SELECTED EXTRACT:

The present pursues a past future


Vygotsky's Sociohistorical Psychology and its Contemporary Applications
By Carl Ratner
New York: Plenum Press, 320 pp
Reviewed by Dave Riley

Psychological theories are eminently political. Psychological doctrine percolates into popular awareness and influences us greatly. What we think about ourselves, our expectations, how we treat others, how we comprehend the causes of personal problems, what kinds of solutions we believe are possible and the public policies we endorse are mixed up with our belief in how we and others think.

"The fault, dear Brutus, is not in our stars", wrote Shakespeare in Julius Caesar, "But in ourselves, that we are underlings". Performed in modern dress, the same stuff struts and frets today. Either the problem in ourselves is encoded in our genes — and we are stuck with it — or we each, individually, just haven't found the right script yet. It must be in us rather than outside us that our problems lie.

The sociohistorical psychology developed by Lev Vygotsky changes that around completely. Indeed, it turns modern psychology on its head.

ACTIVITY:
Please list everything the book review names as being mixed up with our belief in how we and others think.

THE DATA:
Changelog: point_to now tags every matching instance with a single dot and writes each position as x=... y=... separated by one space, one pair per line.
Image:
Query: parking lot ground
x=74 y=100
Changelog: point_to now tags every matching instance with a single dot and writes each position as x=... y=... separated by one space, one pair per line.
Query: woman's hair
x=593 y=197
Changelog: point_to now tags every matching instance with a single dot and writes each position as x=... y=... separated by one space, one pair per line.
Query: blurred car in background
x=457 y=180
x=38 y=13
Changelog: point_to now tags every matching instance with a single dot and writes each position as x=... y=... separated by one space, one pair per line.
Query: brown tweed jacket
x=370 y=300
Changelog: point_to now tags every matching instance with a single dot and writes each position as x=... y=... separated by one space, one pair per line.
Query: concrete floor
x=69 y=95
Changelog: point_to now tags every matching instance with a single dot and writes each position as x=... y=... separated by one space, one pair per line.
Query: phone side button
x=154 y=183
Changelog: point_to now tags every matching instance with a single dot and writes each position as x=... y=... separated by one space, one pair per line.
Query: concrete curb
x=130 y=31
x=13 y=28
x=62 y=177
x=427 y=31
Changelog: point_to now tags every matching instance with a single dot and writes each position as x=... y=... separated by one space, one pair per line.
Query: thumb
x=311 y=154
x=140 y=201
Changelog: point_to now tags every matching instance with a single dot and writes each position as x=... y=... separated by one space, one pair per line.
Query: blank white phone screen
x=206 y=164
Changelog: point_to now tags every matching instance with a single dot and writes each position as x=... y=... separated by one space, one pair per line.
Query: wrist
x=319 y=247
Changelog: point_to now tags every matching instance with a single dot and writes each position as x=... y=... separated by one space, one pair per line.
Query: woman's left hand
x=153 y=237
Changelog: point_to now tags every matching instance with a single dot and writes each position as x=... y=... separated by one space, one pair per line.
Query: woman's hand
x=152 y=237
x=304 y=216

RESPONSE BOX:
- What we think about ourselves
- Our expectations
- How we treat others
- How we comprehend the causes of personal problems
- What kinds of solutions we believe are possible
- The public policies we endorse